= DATA ENTRIES =
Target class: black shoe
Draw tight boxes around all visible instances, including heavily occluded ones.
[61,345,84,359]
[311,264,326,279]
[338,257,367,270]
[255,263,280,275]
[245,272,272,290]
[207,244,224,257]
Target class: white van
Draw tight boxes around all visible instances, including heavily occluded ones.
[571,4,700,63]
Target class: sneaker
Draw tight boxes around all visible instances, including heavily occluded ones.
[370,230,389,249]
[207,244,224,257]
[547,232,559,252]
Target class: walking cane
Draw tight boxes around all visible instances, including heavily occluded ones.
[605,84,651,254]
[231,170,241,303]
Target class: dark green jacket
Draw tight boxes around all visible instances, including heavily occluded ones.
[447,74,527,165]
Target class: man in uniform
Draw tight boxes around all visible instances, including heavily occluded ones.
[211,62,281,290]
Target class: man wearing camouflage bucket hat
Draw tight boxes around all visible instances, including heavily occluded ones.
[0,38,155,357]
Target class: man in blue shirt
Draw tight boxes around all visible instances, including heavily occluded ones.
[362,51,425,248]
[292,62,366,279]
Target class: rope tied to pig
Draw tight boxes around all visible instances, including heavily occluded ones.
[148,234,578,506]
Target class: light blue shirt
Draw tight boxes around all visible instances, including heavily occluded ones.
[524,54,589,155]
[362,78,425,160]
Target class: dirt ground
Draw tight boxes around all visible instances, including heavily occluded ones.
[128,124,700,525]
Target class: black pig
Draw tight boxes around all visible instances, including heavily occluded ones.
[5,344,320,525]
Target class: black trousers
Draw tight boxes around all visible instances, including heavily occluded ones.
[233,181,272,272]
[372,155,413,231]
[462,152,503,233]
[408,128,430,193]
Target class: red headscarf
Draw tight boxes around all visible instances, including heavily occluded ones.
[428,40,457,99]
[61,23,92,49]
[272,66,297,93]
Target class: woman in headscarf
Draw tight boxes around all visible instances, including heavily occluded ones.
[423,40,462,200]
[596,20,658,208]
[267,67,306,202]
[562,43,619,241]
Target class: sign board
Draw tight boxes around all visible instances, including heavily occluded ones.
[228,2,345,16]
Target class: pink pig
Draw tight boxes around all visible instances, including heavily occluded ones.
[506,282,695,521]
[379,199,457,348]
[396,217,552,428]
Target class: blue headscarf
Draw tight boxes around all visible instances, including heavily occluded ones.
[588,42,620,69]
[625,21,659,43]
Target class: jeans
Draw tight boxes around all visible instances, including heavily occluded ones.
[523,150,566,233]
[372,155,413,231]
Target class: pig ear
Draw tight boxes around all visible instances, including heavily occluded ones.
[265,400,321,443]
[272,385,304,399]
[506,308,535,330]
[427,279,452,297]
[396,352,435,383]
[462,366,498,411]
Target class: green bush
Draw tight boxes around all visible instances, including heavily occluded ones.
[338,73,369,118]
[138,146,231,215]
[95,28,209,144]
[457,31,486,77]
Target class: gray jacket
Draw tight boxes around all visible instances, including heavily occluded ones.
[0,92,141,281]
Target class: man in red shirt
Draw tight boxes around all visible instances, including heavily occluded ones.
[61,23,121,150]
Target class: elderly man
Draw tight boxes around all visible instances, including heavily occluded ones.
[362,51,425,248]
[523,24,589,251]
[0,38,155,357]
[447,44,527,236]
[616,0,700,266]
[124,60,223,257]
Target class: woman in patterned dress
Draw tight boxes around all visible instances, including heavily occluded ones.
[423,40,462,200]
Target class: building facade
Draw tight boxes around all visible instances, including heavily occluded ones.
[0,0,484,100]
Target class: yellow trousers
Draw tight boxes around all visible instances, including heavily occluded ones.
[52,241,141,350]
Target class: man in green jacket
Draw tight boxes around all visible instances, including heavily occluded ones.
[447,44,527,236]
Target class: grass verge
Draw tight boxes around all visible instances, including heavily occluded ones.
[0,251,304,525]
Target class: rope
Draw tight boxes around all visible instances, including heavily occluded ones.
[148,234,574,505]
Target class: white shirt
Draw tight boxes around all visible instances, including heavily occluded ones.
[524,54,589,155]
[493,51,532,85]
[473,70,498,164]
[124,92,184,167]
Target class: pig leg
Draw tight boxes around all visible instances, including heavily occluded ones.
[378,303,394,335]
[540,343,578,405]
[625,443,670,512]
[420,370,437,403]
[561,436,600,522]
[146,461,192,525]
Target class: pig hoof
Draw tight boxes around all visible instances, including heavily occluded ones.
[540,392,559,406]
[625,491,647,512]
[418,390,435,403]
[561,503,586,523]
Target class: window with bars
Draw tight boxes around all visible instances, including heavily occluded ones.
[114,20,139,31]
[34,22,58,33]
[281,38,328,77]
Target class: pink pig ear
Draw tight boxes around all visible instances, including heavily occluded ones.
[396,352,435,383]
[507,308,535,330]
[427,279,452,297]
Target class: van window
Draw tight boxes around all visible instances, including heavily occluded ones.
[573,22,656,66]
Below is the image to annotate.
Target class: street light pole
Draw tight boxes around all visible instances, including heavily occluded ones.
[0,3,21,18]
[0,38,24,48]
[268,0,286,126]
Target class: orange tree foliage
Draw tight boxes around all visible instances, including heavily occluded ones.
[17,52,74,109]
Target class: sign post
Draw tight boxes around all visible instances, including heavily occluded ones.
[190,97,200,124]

= EXERCISE GOAL =
Copy the items again from the line with "Target class: pig hoof" through the end of the items. Put "barred window" in place of "window with bars" and leave everything else unchanged.

= WORKED ANSWER =
Target class: pig hoof
Draw tight boxes around all visible instances, including heavily occluded ones.
[540,392,559,406]
[625,491,647,512]
[418,390,435,403]
[561,503,586,523]
Target class: barred window
Draw tight boxes around all visible instances, including heavily occluded ones.
[114,20,139,31]
[34,22,58,33]
[281,38,328,77]
Target class: pink pig ear
Draw tight boxes around all visible instances, including heavily occluded ones.
[396,352,435,383]
[507,308,535,330]
[427,279,452,297]
Target class: van window
Draw tight boxes around all visible instances, including heavily occluded ones.
[573,22,656,66]
Below is the image to annotate.
Target class: street light pole
Draw tight boxes around all visible instances, including heavily occluded ones.
[0,3,21,18]
[0,38,24,48]
[268,0,286,126]
Target class: orange tree foliage
Draw tight boxes around all visible instances, including heavily occluded ones.
[17,52,74,109]
Target class: sign post
Draw tight boxes around all visible instances, including heavily occluded ones.
[190,97,200,124]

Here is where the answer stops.